- [EXCERPTED TEXT]
>>>

# Seafrance Cheap Ferry Ticket



## Wiggy (May 22, 2005)

Hi Everyone

Have just seen Nuke's add with the good news we are to get a 10% discount on Seafrance prices in 2007

However thought I would share the cheapest ferry price I have ever booked with you all

I booked yesterday a trip to Belgium for a few days to visit Christmas markets, buy choccy n beer etc

Seafrance Dover Calais - out weds 6th Dec 4pm back Sun 10th Dec 10am with >7m Hymer - £45.00

Am I pleased just could not believe the price

We all have no excuse now not to do our Christmas shopping on the continent

Regards to all Wiggy


----------



## adbe (May 1, 2005)

If only the south coast was nearer , instead of a whole days travel


----------



## GypsyRose (May 9, 2005)

Thanks for reminding us of the discount!! No idea at the moment of WHEN to book for but I wouldn't have remembered!! Great price .. we want it for a lot longer but will go and try once we know date!! :lol: :lol: :lol:


----------



## whistlinggypsy (May 1, 2005)

> We all have no excuse now not to do our Christmas shopping on the continent
> 
> 
> > One bottle of French wine 4 euro + 60 euro for ferry = 64 euro if you live in Dover. One bottle french wine 4 euro + 60 euro for ferry +100 euro e/w fuel if you live in Southport = 260 euro, it don't make sense to me unless you are going for a trip.
> ...


----------



## xgx (Oct 14, 2005)

June/July... £43.34 P&O via CC


----------



## sprokit (May 1, 2005)

> sng wrote: June/July... £43.34 P&O via CC


Graham
What length is your van, what time are you travelling and is that return or each way?
Thanks
Keith S


----------



## xgx (Oct 14, 2005)

pm on it's way Keith


----------



## Telbell (May 1, 2005)

Wonder if SeaFrance will back date my MHF discount? :roll: :lol:


----------



## 92180 (May 1, 2005)

> sng
> PostPosted: Sun Nov 19, 2006 9:01 am Post subject:
> pm on it's way Keith
> 
> sng can you not tell us all please.


----------



## xgx (Oct 14, 2005)

You've prob seen the thread about advertising when you're away... I was being a bit cautious... and still am :wink: 

6.5m x 3m, 2 adults, 1345hrs out 0935hrs back, early march to late march. Return for £43.34... just wondering what to do with the £60 saved on the tunnel price  

Another couple of bob saved with CC membership :lol:


----------



## 99459 (May 29, 2006)

I would love to know where you lot are getting the prices for crossings from, been on to caravan club last week dover/calais return for september crossing-8mtr motorhome 2 adults booking now cheapest:-£160, dover/dunkirk norfolk line £145, tunnel no prices available as of last week., ramagate/ ostend phone end of november for price.
If anyone can let me know where the cheap crossings are hiding, I would really appreciate it.

thanks Russ


----------



## Telbell (May 1, 2005)

<<<

- [REQUIREMENTS]
1. Which pound amounts appear in the forum thread on cheap ferry tickets? List each distinct amount once.
2. Do these statements agree with the forum thread on cheap ferry tickets? For each, answer yes or no and quote the words that decide it.
(a) Wiggy's booked crossing ran Dover to Calais with a vehicle longer than 7m.
(b) The £43.34 fare xgx reported was for one way only.
(c) Russ found tunnel prices for a September crossing.
3. Give a continuation of the forum thread on cheap ferry tickets, starting after its final line.

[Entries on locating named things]
>>>

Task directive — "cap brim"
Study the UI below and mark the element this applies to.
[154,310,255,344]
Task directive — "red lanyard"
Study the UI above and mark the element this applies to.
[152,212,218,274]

<<<

- [RESPONSES FOR EACH TASK]
1. £45.00, £43.34, £60, £160, £145

2.
(a) Yes: "Seafrance Dover Calais - out weds 6th Dec 4pm back Sun 10th Dec 10am with >7m Hymer - £45.00"
(b) No: "Return for £43.34"
(c) No: "tunnel no prices available as of last week"

3.
Russ- If it'sd a Sept Ferry you want I'd leave it for a while but keep checking. Have you tried Sea France? A couple of weeks ago the pricers you jsut quoted were the minimum which seemed available but very recently they seemed to have dropped.You have time on your side so as I suggest don't rush to book anything yet


----------



## xgx (Oct 14, 2005)

russwoo said:


> I would love to know where you lot are getting the prices for crossings from, been on to caravan club last week dover/calais return for september crossing-8mtr motorhome 2 adults booking now cheapest:-£160, dover/dunkirk norfolk line £145, tunnel no prices available as of last week., ramagate/ ostend phone end of november for price.
> If anyone can let me know where the cheap crossings are hiding, I would really appreciate it.
> 
> thanks Russ


Russ, just checked: 1st to 30 Sept.... CC SeaFrance £100 (out 1300 back 1000)

Using Brownhills gold card ref, £90 with SeaFrance, same times as above


----------



## Telbell (May 1, 2005)

Still think you should get it cheaper than that if you wait awhile


----------



## hymerbug (Jan 10, 2006)

hi russ, just booked today over phone with caravan club.
P& O ferry out march 26th 2007 return june 30th. 2007

price paid for 7.7 motorhome and 2 adults was £50.33

colin.


----------



## Telbell (May 1, 2005)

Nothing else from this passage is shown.